> [Consigne]
Recopiez toute la liste ci-dessous sans rien y changer.

Éléments stockés:
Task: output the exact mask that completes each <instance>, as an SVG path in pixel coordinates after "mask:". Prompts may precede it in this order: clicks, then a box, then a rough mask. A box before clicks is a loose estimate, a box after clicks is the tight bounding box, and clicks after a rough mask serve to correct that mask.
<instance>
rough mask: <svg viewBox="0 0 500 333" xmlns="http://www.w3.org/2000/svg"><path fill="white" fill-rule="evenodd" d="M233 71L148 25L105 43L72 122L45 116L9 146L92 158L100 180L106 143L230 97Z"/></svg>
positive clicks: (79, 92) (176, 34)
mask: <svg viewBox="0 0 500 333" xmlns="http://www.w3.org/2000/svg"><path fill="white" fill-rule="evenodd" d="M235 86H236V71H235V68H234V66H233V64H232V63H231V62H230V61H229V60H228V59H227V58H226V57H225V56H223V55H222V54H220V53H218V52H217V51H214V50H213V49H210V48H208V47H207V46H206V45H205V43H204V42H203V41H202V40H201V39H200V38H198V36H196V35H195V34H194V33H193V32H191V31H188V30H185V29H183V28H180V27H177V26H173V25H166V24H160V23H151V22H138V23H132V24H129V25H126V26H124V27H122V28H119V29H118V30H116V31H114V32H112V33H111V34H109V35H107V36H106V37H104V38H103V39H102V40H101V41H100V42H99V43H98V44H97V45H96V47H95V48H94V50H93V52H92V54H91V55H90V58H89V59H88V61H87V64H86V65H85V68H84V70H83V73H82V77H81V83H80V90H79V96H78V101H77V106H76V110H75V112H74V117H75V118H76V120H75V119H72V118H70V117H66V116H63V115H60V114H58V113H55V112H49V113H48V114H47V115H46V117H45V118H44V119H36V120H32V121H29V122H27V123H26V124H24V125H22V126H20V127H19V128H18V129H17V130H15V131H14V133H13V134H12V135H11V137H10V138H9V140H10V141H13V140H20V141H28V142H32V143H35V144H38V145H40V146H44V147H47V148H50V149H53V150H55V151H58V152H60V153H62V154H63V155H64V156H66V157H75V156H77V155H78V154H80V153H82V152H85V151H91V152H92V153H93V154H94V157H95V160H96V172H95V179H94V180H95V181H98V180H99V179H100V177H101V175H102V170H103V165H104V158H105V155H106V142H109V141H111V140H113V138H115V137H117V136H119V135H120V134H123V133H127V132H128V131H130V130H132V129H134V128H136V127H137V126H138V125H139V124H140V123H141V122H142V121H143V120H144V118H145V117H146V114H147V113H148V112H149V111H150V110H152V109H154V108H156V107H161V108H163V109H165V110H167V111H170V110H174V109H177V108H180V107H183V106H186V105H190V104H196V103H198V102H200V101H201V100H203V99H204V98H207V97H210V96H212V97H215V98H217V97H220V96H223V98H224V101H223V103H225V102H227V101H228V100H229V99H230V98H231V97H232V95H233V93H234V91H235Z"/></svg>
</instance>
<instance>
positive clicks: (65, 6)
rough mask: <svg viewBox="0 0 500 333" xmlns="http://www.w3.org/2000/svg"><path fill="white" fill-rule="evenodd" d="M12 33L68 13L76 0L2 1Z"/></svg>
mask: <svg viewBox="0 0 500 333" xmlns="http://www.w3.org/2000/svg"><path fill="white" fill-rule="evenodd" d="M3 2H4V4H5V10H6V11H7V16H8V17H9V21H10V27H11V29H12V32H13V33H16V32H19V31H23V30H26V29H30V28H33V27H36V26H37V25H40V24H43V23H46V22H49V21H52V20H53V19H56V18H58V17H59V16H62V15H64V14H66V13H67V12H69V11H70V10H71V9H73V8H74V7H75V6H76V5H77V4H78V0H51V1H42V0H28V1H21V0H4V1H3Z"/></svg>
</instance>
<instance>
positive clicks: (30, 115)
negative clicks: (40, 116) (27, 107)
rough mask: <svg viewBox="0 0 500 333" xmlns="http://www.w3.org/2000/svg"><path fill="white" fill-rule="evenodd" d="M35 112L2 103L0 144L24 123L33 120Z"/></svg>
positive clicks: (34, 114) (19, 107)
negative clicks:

> [Réponse]
Task: output the exact mask that completes each <instance>, as an SVG path in pixel coordinates after "mask:". Prompts may precede it in this order: clicks, then a box, then a rough mask. A box before clicks is a loose estimate, a box after clicks is the tight bounding box, and clicks after a rough mask serve to correct that mask.
<instance>
rough mask: <svg viewBox="0 0 500 333" xmlns="http://www.w3.org/2000/svg"><path fill="white" fill-rule="evenodd" d="M233 71L148 25L105 43L72 122L45 116L9 146L92 158L100 180L106 143L230 97Z"/></svg>
positive clicks: (79, 92) (176, 34)
mask: <svg viewBox="0 0 500 333" xmlns="http://www.w3.org/2000/svg"><path fill="white" fill-rule="evenodd" d="M235 86H236V71H235V68H234V66H233V64H232V63H231V62H230V61H229V60H228V59H227V58H226V57H225V56H223V55H222V54H220V53H218V52H217V51H214V50H213V49H210V48H208V47H207V46H206V45H205V43H204V42H203V41H202V40H201V39H200V38H198V36H196V35H195V34H194V33H193V32H191V31H188V30H185V29H183V28H180V27H177V26H173V25H166V24H160V23H151V22H138V23H132V24H129V25H126V26H124V27H122V28H119V29H118V30H116V31H114V32H112V33H111V34H109V35H107V36H106V37H104V38H103V39H102V40H101V41H100V42H99V43H98V44H97V45H96V47H95V48H94V50H93V52H92V54H91V55H90V58H89V59H88V61H87V64H86V65H85V68H84V70H83V73H82V77H81V83H80V90H79V96H78V101H77V106H76V110H75V112H74V117H75V118H76V120H75V119H72V118H70V117H66V116H63V115H60V114H58V113H55V112H49V113H48V114H47V115H46V117H45V118H44V119H36V120H32V121H29V122H27V123H26V124H24V125H22V126H20V127H19V128H18V129H17V130H15V131H14V133H13V134H12V135H11V137H10V138H9V140H10V141H13V140H20V141H28V142H32V143H35V144H38V145H40V146H44V147H47V148H50V149H53V150H55V151H58V152H60V153H62V154H63V155H64V156H66V157H75V156H77V155H78V154H80V153H82V152H85V151H91V152H92V153H93V154H94V157H95V160H96V172H95V179H94V180H95V181H98V180H99V179H100V177H101V175H102V170H103V165H104V158H105V155H106V142H109V141H111V140H113V138H115V137H117V136H119V135H120V134H123V133H127V132H128V131H130V130H132V129H134V128H136V127H137V126H138V125H139V124H140V123H141V122H142V121H143V120H144V118H145V117H146V114H147V113H148V112H149V111H150V110H152V109H154V108H156V107H161V108H163V109H165V110H167V111H170V110H174V109H177V108H180V107H183V106H186V105H190V104H196V103H198V102H200V101H201V100H203V99H204V98H207V97H210V96H212V97H215V98H217V97H220V96H223V98H224V101H223V103H225V102H227V101H228V100H229V99H230V98H231V97H232V95H233V93H234V91H235Z"/></svg>
</instance>
<instance>
positive clicks: (65, 6)
rough mask: <svg viewBox="0 0 500 333" xmlns="http://www.w3.org/2000/svg"><path fill="white" fill-rule="evenodd" d="M12 33L68 13L76 0L2 1Z"/></svg>
mask: <svg viewBox="0 0 500 333" xmlns="http://www.w3.org/2000/svg"><path fill="white" fill-rule="evenodd" d="M3 2H4V4H5V10H6V11H7V16H8V17H9V21H10V27H11V29H12V32H13V33H16V32H19V31H23V30H26V29H30V28H33V27H36V26H37V25H40V24H43V23H46V22H49V21H52V20H53V19H56V18H58V17H59V16H62V15H64V14H66V13H67V12H69V11H70V10H71V9H73V8H74V7H75V6H76V5H77V4H78V0H51V1H42V0H28V1H21V0H4V1H3Z"/></svg>
</instance>
<instance>
positive clicks: (30, 115)
negative clicks: (40, 116) (27, 107)
rough mask: <svg viewBox="0 0 500 333" xmlns="http://www.w3.org/2000/svg"><path fill="white" fill-rule="evenodd" d="M35 112L2 103L0 144L24 123L33 120Z"/></svg>
positive clicks: (34, 114) (19, 107)
negative clicks:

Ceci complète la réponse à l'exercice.